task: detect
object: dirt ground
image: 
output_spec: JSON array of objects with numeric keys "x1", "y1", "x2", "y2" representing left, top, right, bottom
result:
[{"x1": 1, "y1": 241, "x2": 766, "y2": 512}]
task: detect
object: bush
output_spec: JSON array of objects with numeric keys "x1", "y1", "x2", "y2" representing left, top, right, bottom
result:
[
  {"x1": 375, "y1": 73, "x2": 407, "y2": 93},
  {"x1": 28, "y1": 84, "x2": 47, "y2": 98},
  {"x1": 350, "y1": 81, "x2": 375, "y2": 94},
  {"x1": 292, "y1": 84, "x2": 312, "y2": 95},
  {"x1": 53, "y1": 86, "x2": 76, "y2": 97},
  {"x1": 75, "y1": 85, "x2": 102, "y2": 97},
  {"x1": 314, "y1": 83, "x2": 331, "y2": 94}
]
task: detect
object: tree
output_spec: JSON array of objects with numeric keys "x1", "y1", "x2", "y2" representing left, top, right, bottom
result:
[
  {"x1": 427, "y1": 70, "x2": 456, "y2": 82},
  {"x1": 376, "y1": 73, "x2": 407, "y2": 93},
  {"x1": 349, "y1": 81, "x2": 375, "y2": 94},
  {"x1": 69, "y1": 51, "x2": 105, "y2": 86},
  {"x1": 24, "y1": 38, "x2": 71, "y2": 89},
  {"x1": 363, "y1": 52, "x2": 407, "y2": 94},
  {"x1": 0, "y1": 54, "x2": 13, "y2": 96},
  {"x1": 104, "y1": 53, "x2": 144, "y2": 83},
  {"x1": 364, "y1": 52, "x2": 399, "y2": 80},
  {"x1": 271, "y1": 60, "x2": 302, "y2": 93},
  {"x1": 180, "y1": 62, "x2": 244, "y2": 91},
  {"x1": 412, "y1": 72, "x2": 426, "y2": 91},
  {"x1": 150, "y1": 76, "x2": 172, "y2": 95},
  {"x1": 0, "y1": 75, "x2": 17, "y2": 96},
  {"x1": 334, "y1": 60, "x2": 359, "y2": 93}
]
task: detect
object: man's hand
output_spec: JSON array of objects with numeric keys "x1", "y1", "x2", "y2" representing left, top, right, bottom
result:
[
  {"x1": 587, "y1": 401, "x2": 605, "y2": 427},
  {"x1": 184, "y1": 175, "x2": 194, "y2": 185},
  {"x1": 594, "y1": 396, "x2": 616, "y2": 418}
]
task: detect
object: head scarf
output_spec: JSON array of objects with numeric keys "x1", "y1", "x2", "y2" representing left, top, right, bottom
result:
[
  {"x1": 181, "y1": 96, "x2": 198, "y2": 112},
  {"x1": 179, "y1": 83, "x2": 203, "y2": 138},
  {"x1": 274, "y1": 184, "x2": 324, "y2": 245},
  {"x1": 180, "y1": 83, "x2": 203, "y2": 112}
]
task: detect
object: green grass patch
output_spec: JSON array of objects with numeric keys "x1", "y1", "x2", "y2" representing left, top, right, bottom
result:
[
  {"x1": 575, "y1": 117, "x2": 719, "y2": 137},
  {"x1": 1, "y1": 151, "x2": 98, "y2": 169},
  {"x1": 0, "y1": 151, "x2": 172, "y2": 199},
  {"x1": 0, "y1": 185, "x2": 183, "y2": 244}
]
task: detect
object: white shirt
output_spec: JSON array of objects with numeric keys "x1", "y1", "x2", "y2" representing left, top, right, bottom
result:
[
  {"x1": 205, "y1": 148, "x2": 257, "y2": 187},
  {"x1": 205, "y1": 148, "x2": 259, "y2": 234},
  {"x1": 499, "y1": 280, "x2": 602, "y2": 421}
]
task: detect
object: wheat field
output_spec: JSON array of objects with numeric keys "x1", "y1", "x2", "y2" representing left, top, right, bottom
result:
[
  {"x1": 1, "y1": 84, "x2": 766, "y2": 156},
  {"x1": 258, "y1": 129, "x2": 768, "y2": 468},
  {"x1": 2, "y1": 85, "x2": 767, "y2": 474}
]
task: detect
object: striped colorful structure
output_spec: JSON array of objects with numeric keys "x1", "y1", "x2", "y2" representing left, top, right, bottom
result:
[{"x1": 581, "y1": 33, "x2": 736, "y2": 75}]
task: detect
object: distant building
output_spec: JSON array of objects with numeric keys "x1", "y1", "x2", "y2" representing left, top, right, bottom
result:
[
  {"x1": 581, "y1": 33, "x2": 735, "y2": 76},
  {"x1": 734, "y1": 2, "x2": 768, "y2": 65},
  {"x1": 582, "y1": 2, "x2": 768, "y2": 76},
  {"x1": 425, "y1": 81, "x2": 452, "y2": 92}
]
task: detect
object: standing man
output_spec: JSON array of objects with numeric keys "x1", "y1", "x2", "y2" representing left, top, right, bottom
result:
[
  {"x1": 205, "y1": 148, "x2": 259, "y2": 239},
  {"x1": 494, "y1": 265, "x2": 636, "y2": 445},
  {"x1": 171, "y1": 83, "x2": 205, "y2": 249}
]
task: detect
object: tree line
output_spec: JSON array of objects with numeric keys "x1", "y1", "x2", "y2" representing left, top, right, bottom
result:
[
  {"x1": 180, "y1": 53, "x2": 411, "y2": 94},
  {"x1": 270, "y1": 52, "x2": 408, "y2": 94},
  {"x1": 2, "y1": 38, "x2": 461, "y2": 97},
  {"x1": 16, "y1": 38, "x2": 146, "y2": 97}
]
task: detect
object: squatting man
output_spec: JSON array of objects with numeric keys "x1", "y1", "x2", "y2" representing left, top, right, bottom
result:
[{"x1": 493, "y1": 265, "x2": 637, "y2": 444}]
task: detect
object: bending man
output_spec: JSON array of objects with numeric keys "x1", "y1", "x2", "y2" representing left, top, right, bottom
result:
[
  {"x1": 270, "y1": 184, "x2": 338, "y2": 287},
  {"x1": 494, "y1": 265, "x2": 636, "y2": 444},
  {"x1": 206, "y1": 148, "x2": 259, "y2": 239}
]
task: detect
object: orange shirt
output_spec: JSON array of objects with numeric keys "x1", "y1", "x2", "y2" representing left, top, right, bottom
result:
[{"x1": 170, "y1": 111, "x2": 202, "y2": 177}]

==============================

Every line above should be transcribed exactly.

ANSWER SPACE:
task: detect
object: dirt ground
image: 
output_spec: JSON array of objects with numeric keys "x1", "y1", "x2", "y2" representing left, top, right, bottom
result:
[{"x1": 1, "y1": 241, "x2": 766, "y2": 512}]
task: detect
object: bush
output_spec: JSON array of objects with numeric keys "x1", "y1", "x2", "y2" representing left, top, right, bottom
result:
[
  {"x1": 375, "y1": 73, "x2": 407, "y2": 93},
  {"x1": 28, "y1": 84, "x2": 47, "y2": 98},
  {"x1": 350, "y1": 81, "x2": 375, "y2": 94},
  {"x1": 292, "y1": 84, "x2": 312, "y2": 95},
  {"x1": 53, "y1": 86, "x2": 76, "y2": 97},
  {"x1": 75, "y1": 85, "x2": 102, "y2": 97},
  {"x1": 314, "y1": 83, "x2": 331, "y2": 94}
]
task: detect
object: tree
output_spec: JSON array of objects with numeric keys "x1", "y1", "x2", "y2" representing left, top, right, bottom
result:
[
  {"x1": 427, "y1": 70, "x2": 456, "y2": 82},
  {"x1": 376, "y1": 73, "x2": 407, "y2": 93},
  {"x1": 349, "y1": 81, "x2": 375, "y2": 94},
  {"x1": 69, "y1": 51, "x2": 105, "y2": 86},
  {"x1": 24, "y1": 38, "x2": 71, "y2": 89},
  {"x1": 363, "y1": 52, "x2": 407, "y2": 94},
  {"x1": 0, "y1": 54, "x2": 13, "y2": 96},
  {"x1": 104, "y1": 53, "x2": 144, "y2": 83},
  {"x1": 364, "y1": 52, "x2": 399, "y2": 80},
  {"x1": 271, "y1": 60, "x2": 302, "y2": 93},
  {"x1": 180, "y1": 62, "x2": 244, "y2": 91},
  {"x1": 412, "y1": 72, "x2": 426, "y2": 91},
  {"x1": 150, "y1": 76, "x2": 172, "y2": 95},
  {"x1": 0, "y1": 75, "x2": 17, "y2": 96},
  {"x1": 334, "y1": 60, "x2": 359, "y2": 93}
]
task: detect
object: man's hand
output_spec: JSON array of objects with numeric keys "x1", "y1", "x2", "y2" representing left, top, right, bottom
result:
[
  {"x1": 587, "y1": 401, "x2": 605, "y2": 427},
  {"x1": 184, "y1": 175, "x2": 194, "y2": 185},
  {"x1": 594, "y1": 396, "x2": 616, "y2": 418}
]
task: detect
object: head scarf
output_spec: JSON array of objects with numeric keys "x1", "y1", "x2", "y2" representing left, top, right, bottom
result:
[
  {"x1": 181, "y1": 96, "x2": 198, "y2": 112},
  {"x1": 179, "y1": 83, "x2": 203, "y2": 138},
  {"x1": 274, "y1": 184, "x2": 324, "y2": 245},
  {"x1": 180, "y1": 83, "x2": 203, "y2": 112}
]
task: detect
object: green grass patch
output_spec: JSON array of objects with numeric keys "x1", "y1", "x2", "y2" representing left, top, right, bottom
result:
[
  {"x1": 575, "y1": 117, "x2": 719, "y2": 137},
  {"x1": 1, "y1": 151, "x2": 98, "y2": 169},
  {"x1": 0, "y1": 151, "x2": 172, "y2": 199},
  {"x1": 0, "y1": 185, "x2": 183, "y2": 244}
]
task: detect
object: white shirt
output_spec: JSON array of objects with numeric keys "x1", "y1", "x2", "y2" representing left, top, right, bottom
result:
[
  {"x1": 205, "y1": 148, "x2": 257, "y2": 187},
  {"x1": 205, "y1": 148, "x2": 259, "y2": 234},
  {"x1": 499, "y1": 280, "x2": 602, "y2": 421}
]
task: detect
object: wheat field
output_spec: JSON array of objects with numeric keys "x1", "y1", "x2", "y2" representing left, top, right, bottom
result:
[
  {"x1": 1, "y1": 84, "x2": 766, "y2": 156},
  {"x1": 258, "y1": 129, "x2": 768, "y2": 468},
  {"x1": 2, "y1": 85, "x2": 767, "y2": 474}
]
task: detect
object: striped colorful structure
output_spec: JSON array of objects with numeric keys "x1", "y1", "x2", "y2" representing left, top, right, bottom
result:
[{"x1": 581, "y1": 33, "x2": 736, "y2": 75}]
task: detect
object: distant building
output_spec: JSON array of objects with numeric keys "x1", "y1", "x2", "y2" representing left, top, right, bottom
result:
[
  {"x1": 581, "y1": 33, "x2": 735, "y2": 76},
  {"x1": 734, "y1": 2, "x2": 768, "y2": 65},
  {"x1": 582, "y1": 2, "x2": 768, "y2": 76},
  {"x1": 425, "y1": 81, "x2": 452, "y2": 92}
]
task: detect
object: standing man
output_spec: JSON array of objects with numeric keys "x1", "y1", "x2", "y2" representing left, top, right, bottom
result:
[
  {"x1": 205, "y1": 148, "x2": 259, "y2": 239},
  {"x1": 494, "y1": 265, "x2": 636, "y2": 445},
  {"x1": 171, "y1": 83, "x2": 205, "y2": 249}
]
task: detect
object: tree line
output_spec: JSON array of objects with numeric keys "x1", "y1", "x2", "y2" representing left, top, right, bottom
result:
[
  {"x1": 180, "y1": 53, "x2": 411, "y2": 94},
  {"x1": 270, "y1": 52, "x2": 408, "y2": 94},
  {"x1": 2, "y1": 38, "x2": 461, "y2": 97},
  {"x1": 16, "y1": 38, "x2": 146, "y2": 97}
]
task: detect
object: squatting man
output_spec: JSON array of objects with numeric keys "x1", "y1", "x2", "y2" representing left, top, right, bottom
result:
[{"x1": 493, "y1": 265, "x2": 637, "y2": 444}]
task: detect
object: bending man
output_spec: JSON array of objects with numeric keys "x1", "y1", "x2", "y2" representing left, top, right, bottom
result:
[
  {"x1": 270, "y1": 184, "x2": 338, "y2": 287},
  {"x1": 494, "y1": 265, "x2": 636, "y2": 444},
  {"x1": 206, "y1": 148, "x2": 259, "y2": 239}
]
task: detect
object: orange shirt
output_spec: JSON array of objects with numeric keys "x1", "y1", "x2", "y2" representing left, top, right, bottom
result:
[{"x1": 170, "y1": 111, "x2": 202, "y2": 177}]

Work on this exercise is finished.